OBJECTIVE -> Format all of the data below as a numbered list, omitting any blank lines.

PROVIDED RECORDS ->
▬▬▬

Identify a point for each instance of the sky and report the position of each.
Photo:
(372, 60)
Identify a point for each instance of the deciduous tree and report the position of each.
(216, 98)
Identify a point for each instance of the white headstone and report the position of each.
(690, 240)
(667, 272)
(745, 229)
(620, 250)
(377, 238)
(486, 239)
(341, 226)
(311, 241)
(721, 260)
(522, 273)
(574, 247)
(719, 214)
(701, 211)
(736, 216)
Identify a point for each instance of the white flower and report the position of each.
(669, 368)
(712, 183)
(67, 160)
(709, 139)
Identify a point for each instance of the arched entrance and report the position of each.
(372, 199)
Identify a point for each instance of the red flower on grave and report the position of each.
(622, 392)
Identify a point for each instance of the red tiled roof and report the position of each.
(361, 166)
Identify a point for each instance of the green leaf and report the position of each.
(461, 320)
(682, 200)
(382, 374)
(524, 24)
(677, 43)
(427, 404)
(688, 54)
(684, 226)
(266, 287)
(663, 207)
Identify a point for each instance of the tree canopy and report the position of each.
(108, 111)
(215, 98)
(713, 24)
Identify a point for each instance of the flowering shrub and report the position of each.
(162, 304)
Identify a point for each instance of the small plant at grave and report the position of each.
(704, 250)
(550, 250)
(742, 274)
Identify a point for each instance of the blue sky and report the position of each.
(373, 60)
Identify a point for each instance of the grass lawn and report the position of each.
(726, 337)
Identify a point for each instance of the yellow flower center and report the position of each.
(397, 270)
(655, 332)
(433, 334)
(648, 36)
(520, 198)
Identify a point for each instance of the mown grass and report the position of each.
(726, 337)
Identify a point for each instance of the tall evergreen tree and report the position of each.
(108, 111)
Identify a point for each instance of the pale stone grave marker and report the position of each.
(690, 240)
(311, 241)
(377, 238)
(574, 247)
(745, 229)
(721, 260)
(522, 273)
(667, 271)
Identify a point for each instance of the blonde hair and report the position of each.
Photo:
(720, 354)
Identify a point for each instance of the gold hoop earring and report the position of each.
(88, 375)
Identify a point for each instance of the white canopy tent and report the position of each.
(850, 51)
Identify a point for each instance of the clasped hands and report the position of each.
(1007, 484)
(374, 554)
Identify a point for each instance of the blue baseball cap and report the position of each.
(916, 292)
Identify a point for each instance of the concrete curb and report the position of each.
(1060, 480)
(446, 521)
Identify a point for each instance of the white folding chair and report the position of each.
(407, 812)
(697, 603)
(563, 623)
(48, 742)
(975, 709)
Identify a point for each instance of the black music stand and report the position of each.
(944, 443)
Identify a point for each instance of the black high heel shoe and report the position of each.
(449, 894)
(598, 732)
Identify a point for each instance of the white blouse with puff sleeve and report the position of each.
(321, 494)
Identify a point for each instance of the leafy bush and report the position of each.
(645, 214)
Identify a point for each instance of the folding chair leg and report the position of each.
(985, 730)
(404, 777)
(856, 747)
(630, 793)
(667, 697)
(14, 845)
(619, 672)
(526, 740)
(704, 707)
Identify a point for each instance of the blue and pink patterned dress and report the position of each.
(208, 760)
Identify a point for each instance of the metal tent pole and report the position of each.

▬▬▬

WRITTEN REPLY ->
1. Identify a point for each instance of the sky and report the position of each.
2. Photo:
3. (372, 60)
4. Identify a point for each instance of the deciduous tree and report the position of each.
5. (216, 98)
6. Identify a point for each instance of the white headstone and report the position of each.
7. (690, 240)
8. (667, 272)
9. (745, 229)
10. (620, 250)
11. (377, 238)
12. (486, 239)
13. (341, 226)
14. (311, 241)
15. (721, 260)
16. (522, 273)
17. (574, 247)
18. (719, 214)
19. (701, 211)
20. (736, 216)
21. Identify a point for each instance of the white flower and report the position of each.
22. (669, 368)
23. (712, 183)
24. (67, 160)
25. (709, 139)
26. Identify a point for each instance of the arched entrance and report the position of each.
27. (372, 199)
28. Identify a point for each instance of the red flower on grave and report the position of each.
29. (622, 392)
30. Identify a point for each instance of the red tiled roof and report the position of each.
31. (361, 166)
32. Identify a point for each instance of the green leaf and report the position of each.
33. (461, 320)
34. (682, 200)
35. (382, 374)
36. (524, 24)
37. (677, 43)
38. (427, 404)
39. (688, 54)
40. (684, 226)
41. (266, 287)
42. (663, 207)
43. Identify a point for each instance of the tree canopy and report the position of each.
44. (108, 111)
45. (215, 98)
46. (713, 24)
47. Identify a point for each instance of the flowering shrub and report the position of each.
48. (162, 304)
49. Identify a point for each instance of the small plant at grave and report the position of each.
50. (704, 250)
51. (550, 250)
52. (742, 274)
53. Identify a point for each instance of the blue sky and report the position of each.
54. (373, 60)
55. Identify a point for each instance of the grass lawn and report the position of each.
56. (726, 337)
57. Identify a point for each instance of the yellow flower center and report the position of each.
58. (397, 270)
59. (655, 332)
60. (433, 334)
61. (648, 36)
62. (520, 198)
63. Identify a point for each instance of the mown grass and report the position of each.
64. (726, 337)
65. Identify a point for each instance of the tall evergreen tree and report the position of each.
66. (108, 111)
67. Identify a point for each instance of the pale stone grave marker and report the position of each.
68. (690, 240)
69. (311, 241)
70. (377, 238)
71. (574, 247)
72. (745, 229)
73. (721, 260)
74. (522, 273)
75. (667, 271)
76. Identify a point for each instance of the blonde hair and report the position of each.
77. Photo:
78. (720, 354)
79. Identify a point for each instance of the gold hoop earring and report the position of each.
80. (88, 375)
81. Identify a point for each instance of the white canopy tent and report the position of each.
82. (850, 51)
83. Identify a point for each instance of the clasped hands and report the position of each.
84. (1007, 484)
85. (374, 554)
86. Identify a point for each instance of the blue baseball cap and report the position of each.
87. (916, 292)
88. Identify a point for each instance of the concrete curb and report the position of each.
89. (1060, 480)
90. (446, 521)
91. Identify a point for each instance of the white folding chair and report the position of each.
92. (407, 812)
93. (697, 603)
94. (563, 623)
95. (48, 742)
96. (975, 709)
97. Identify a point for each instance of the black music stand and report the position of each.
98. (944, 443)
99. Identify a point for each instance of the black high heel shoe and report the position of each.
100. (449, 894)
101. (598, 732)
102. Identify a point for each instance of the white blouse with puff sleeve and report the position of each.
103. (321, 494)
104. Identify a point for each instance of the leafy bush and report the position of each.
105. (645, 214)
106. Identify a point for each instance of the folding chair leg and report the position of each.
107. (985, 730)
108. (404, 777)
109. (856, 747)
110. (630, 793)
111. (667, 697)
112. (14, 845)
113. (619, 672)
114. (526, 740)
115. (704, 707)
116. Identify a point for each instance of the blue and pink patterned dress and report the position of each.
117. (208, 760)
118. Identify a point for each instance of the metal tent pole and report the position of each.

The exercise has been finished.